## REQUIRED WORK
Repeat every line of the records below word for word, but leave the pictures out of your answer.
- - - -
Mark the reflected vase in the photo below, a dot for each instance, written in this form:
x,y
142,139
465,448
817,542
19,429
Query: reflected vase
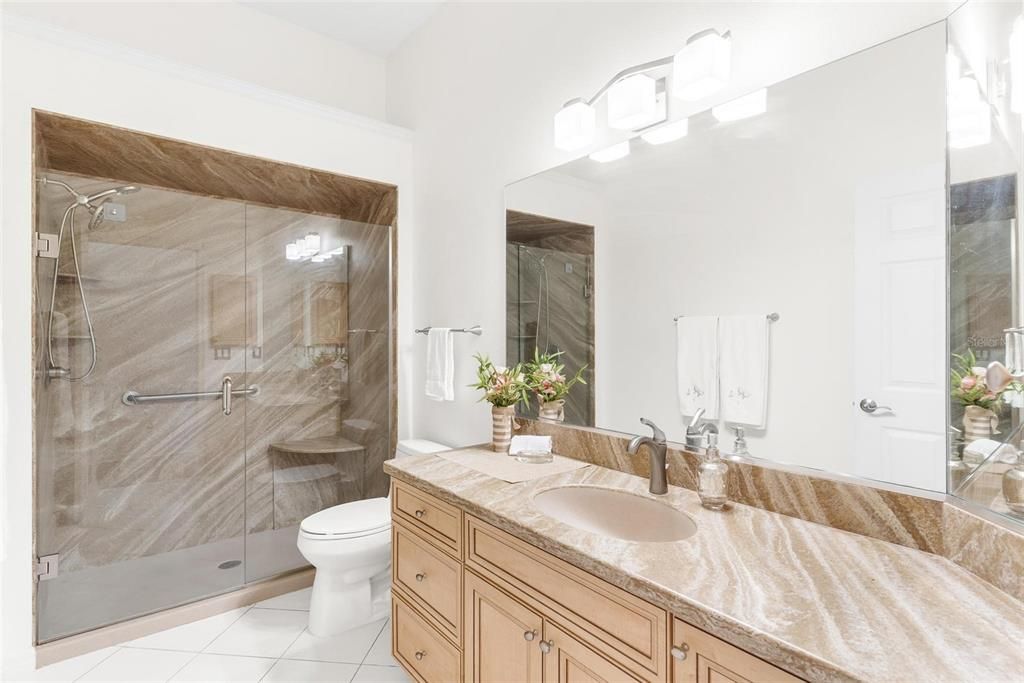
- - - -
## OUTPUT OF THE TASK
Mark the reflected vase in the photo below, a dot for each instance, written in this form:
x,y
142,139
465,448
817,542
19,429
Query: reflected vase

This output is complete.